**EXERCISE REQUIREMENTS:**
1 – From the music blog excerpt, return the passage that begins with the words "wilco toronto0804" and ends with "where to begin.", copied word for word.
2 – Write the next part of the music blog excerpt, beginning right after its final sentence.

**EXTRACT PROVIDED:**
[Start]

More on Sonic Youth and Neil Young's influences on the 1991 Weld Tour. Also, Frank over on Chromewaves has a few thoughts on Sonic Youth and a link to Uncut with an article stating that "Sonic Youth taught Neil Young the art of feedback".

As Frank points out in his comment below, this sentiment comes from Neil being inspired to assemble the "Arc" record after touring with Sonic Youth in 1991 on the Weld Tour.


Sunday, August 08, 2004

Dios covers Neil Young's sublime 'Birds'

A clever and humorous review from NME of the new album by Dios by Alex Needham:

"While 'Nobody's Perfect' and 'You Got Me All Wrong' are authentically and memorably tuneful, other songs reveal Dios to be West Coast psychedelia's equivalent to Ikea. Their songs are serviceable, accessible and respectable in appearance, but are ultimately a cobbled-together approximation of someone else's classic design. This becomes glaringly apparent when Dios cover Neil Young's sublime 'Birds' and make it sound exactly like everything else on the album - full of the sunbaked, soft-headed torpor brought on by too many summertime spliffs. The incorporation of The Beach Boys' 'You Still Believe In Me' into 'Fifty Cents' makes their deficiencies even more obvious."


Wednesday, August 04, 2004

Wilco in Toronto

wilco toronto0804
Photo by Frank on Chromewaves

A super review, setlist and photos of Wilco in Toronto last night over on .: chromewaves.net v5.0. Frank was blown away and had this to say on the show:

    "I'm not really one given to hyperbole, so you'll appreciate that I mean it when I say Wilco is the best fucking band on the planet. And that that was the best show I have ever seen. Swear. To. God. I don't even know where to begin.

    This is the fifth time I've seen Wilco live, so you'd think that I'd have a pretty good idea of what to expect from their shows, and I thought I did. Maybe it was the new lineup - the fourth different one I've seen - the high-on-life Jeff Tweedy or the electricity in the sold-out, (relatively) tiny venue, but last night they absolutely killed. From the fingerpicked acoustic guitar that opened 'Muzzle Of Bees', the band was in another zone completely
    ."

[End]

**GIVEN ENTRIES:**
[Start]

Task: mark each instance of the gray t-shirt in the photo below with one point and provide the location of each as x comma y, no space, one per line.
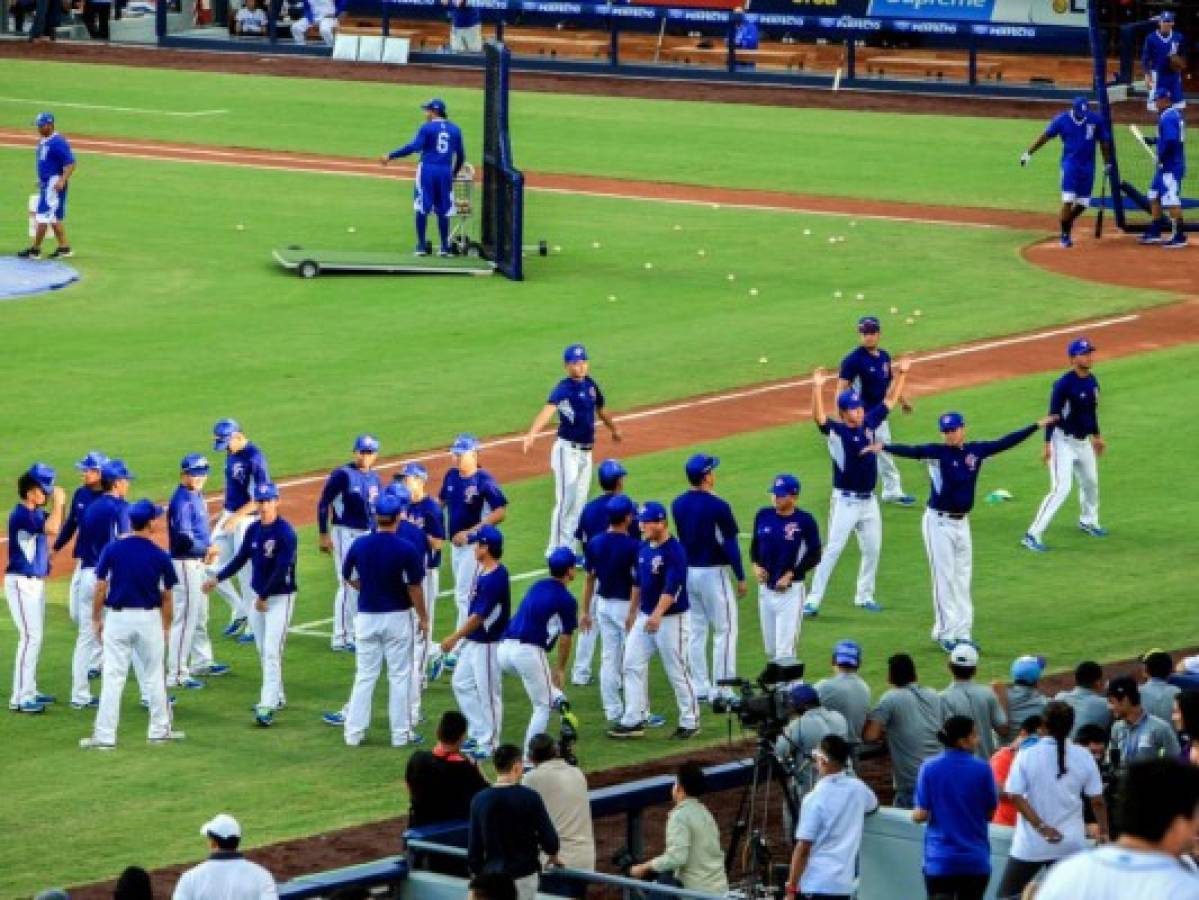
849,695
911,717
978,702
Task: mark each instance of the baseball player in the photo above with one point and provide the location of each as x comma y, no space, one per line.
548,614
953,470
476,678
471,497
1166,191
349,494
270,547
55,165
245,470
708,532
24,581
1072,446
443,155
79,602
853,506
386,572
1080,130
658,622
578,400
132,615
867,369
785,545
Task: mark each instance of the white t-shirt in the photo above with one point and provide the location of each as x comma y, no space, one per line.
1058,802
832,817
1113,873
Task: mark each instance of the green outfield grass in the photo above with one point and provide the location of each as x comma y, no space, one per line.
921,158
181,319
84,816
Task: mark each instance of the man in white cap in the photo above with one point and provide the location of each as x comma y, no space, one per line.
226,874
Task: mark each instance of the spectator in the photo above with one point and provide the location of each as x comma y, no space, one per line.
1136,735
1047,785
830,833
1158,811
956,795
845,692
1086,698
510,827
693,841
909,717
226,874
564,790
441,783
976,702
1031,730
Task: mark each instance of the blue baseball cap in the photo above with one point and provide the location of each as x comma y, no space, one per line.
222,432
92,461
951,422
609,472
785,485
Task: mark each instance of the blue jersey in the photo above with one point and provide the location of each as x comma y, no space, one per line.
869,374
104,520
490,599
1079,138
546,611
468,500
29,553
612,557
708,531
577,402
1077,400
187,525
385,565
271,551
349,494
137,572
853,471
784,543
662,571
243,470
953,471
53,157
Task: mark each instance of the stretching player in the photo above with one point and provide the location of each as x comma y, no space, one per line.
349,494
1079,130
785,545
1072,446
953,470
867,369
854,507
708,532
439,143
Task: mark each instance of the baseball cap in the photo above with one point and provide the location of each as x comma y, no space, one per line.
951,422
785,485
222,826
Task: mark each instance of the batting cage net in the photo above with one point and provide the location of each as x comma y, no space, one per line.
502,182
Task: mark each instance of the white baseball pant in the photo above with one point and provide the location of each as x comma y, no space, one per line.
670,642
572,479
476,688
26,603
270,638
132,635
714,604
383,638
951,563
850,513
1067,457
781,614
345,598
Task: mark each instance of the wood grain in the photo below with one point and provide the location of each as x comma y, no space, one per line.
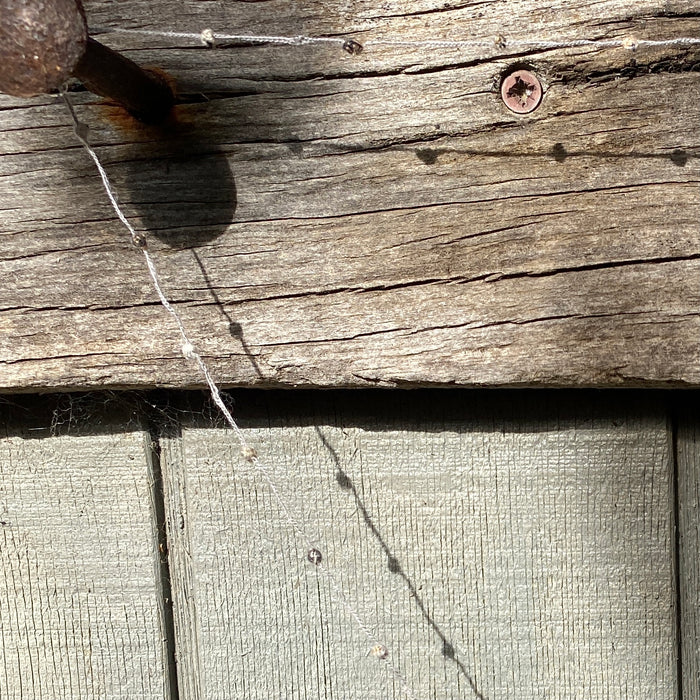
80,599
325,219
689,546
499,545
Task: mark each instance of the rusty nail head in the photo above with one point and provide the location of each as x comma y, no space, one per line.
521,91
43,42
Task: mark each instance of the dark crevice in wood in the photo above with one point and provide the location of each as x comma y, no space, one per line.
164,588
609,265
676,563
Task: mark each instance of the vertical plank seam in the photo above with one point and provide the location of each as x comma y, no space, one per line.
162,559
677,555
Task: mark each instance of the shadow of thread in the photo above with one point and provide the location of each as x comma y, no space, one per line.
234,327
448,650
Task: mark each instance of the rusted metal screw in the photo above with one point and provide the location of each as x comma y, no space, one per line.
43,42
521,91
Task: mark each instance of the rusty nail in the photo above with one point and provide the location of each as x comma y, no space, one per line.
521,91
43,42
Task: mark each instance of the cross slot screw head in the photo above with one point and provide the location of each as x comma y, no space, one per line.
521,91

[End]

**SOLVED PROBLEMS:**
1 –
wilco toronto0804
Photo by Frank on Chromewaves

A super review, setlist and photos of Wilco in Toronto last night over on .: chromewaves.net v5.0. Frank was blown away and had this to say on the show:

    "I'm not really one given to hyperbole, so you'll appreciate that I mean it when I say Wilco is the best fucking band on the planet. And that that was the best show I have ever seen. Swear. To. God. I don't even know where to begin.

2 –
Also word from Frank that a Bit Torrent FLAC download of the concert is available.

So if Wilco's in your town... one word GO! I was blown away by the new band when they rolled through DC earlier at 9:30 Club.


Jim Byrnes Band covers "For The Turnstiles"

The Jim Byrnes Band has a cover of Neil Young's "For The Turnstiles" on their latest CD Fresh Horses. Expecting to Fly posts on Rust:

    "Jim Byrnes' is kind of a
    bluesy/rootsy singer/guitarist and this album is about
    half covers, half originals and it's terrific. He writes
    some really soulful stuff like a song called 12 Questions
    and the opener B's Blues. There's a country song called
    The Embers which is just beautiful. The covers are great.
    The title track is an instrumental cover. He does a decent
    job on Dylan's Just Like Tom Thumb's Blues. One of the
    best tracks on the album is his cover of For The
    Turnstiles. It's fantastic; I actually like it better than
    Neil's version on On The Beach."


Thanks e2f!


Tuesday, August 03, 2004

Yankee. Hotel. Foxtrot. Yankee. Hotel. Foxtrot. Yankee. Hotel. Foxtrot.

wilco yankee hotel foxtrot
A very fascinating article in today's washingtonpost.com (August 3, 2004) on the origins of the haunting shortwave radio effects used on Wilco's Yankee Hotel Foxtrot album.

I found it quite amazing to learn that the shortwave radio effects used on the album are actual broadcasts of CIA and other intelligence agencies coded messages.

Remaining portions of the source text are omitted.